Do this: Locate every line in the items below that contains the word "scarf", treating uppercase and lowercase as distinct, and copy each of those lines.

Excerpted data:
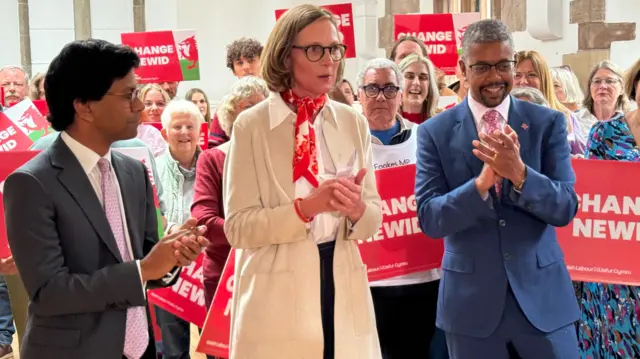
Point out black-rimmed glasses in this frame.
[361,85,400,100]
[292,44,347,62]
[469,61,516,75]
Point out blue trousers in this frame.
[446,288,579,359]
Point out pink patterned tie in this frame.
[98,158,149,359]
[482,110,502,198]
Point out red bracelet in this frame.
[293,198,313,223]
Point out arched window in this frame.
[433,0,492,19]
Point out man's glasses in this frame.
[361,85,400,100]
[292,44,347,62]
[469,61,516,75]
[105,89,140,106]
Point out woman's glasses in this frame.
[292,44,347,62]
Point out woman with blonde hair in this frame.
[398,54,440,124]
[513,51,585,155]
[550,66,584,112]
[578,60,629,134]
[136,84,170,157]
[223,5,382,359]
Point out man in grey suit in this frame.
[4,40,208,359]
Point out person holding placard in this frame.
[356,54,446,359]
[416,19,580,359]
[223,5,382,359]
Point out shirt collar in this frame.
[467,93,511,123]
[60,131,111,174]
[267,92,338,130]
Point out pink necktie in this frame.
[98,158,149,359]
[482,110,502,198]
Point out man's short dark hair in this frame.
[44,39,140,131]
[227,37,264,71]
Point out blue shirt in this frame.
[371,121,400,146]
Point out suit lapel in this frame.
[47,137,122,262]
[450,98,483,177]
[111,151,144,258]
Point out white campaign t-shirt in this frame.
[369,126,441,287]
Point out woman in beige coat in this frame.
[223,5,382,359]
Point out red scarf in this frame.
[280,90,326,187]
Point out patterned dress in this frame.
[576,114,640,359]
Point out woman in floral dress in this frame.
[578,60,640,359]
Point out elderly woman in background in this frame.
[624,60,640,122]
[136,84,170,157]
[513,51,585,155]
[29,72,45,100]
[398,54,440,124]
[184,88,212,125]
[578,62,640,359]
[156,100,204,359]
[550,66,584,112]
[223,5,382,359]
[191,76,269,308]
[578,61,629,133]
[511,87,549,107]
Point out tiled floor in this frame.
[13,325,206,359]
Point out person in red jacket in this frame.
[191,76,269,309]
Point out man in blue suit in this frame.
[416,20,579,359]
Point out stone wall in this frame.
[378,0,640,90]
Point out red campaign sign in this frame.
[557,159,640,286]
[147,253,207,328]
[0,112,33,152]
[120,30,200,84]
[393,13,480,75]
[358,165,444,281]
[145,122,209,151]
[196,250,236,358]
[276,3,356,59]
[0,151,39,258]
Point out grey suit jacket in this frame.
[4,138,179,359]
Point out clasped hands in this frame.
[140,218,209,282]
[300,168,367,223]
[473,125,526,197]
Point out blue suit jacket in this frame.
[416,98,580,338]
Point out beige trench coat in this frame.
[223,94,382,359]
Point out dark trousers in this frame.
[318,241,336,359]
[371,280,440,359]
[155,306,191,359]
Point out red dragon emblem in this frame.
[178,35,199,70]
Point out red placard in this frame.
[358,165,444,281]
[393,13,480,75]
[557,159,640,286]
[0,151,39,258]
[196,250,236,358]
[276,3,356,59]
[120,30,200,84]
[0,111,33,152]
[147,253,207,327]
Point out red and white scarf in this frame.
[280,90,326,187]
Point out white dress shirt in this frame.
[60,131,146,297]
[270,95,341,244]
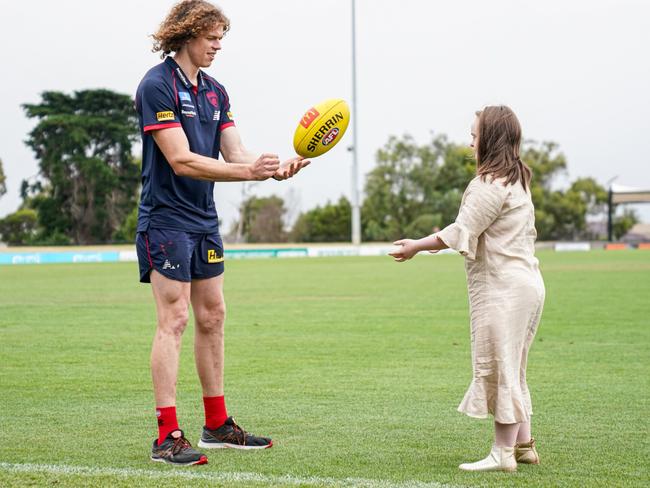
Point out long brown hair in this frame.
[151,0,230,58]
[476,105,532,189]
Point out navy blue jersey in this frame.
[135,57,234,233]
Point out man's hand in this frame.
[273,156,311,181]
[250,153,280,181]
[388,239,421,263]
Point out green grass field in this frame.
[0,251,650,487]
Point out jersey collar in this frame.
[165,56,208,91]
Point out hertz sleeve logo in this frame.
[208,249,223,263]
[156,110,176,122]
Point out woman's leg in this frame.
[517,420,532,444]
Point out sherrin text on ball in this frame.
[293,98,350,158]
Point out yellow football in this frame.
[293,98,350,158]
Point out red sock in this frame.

Solution:
Point out red scarf in this frame.
Point out red and white scarf in this frame.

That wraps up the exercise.